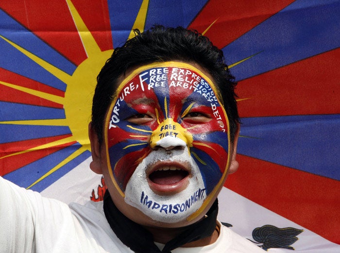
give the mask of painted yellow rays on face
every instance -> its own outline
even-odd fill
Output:
[[[218,90],[194,66],[168,62],[134,70],[118,87],[105,123],[107,165],[118,191],[125,196],[140,157],[157,147],[187,149],[206,193],[187,218],[194,219],[215,199],[226,178],[231,147],[227,118]]]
--
## TO DO
Please pull out each line above that contains the word "rays", copying it in full.

## EXERCISE RESPONSE
give the mask of painted yellow rays on face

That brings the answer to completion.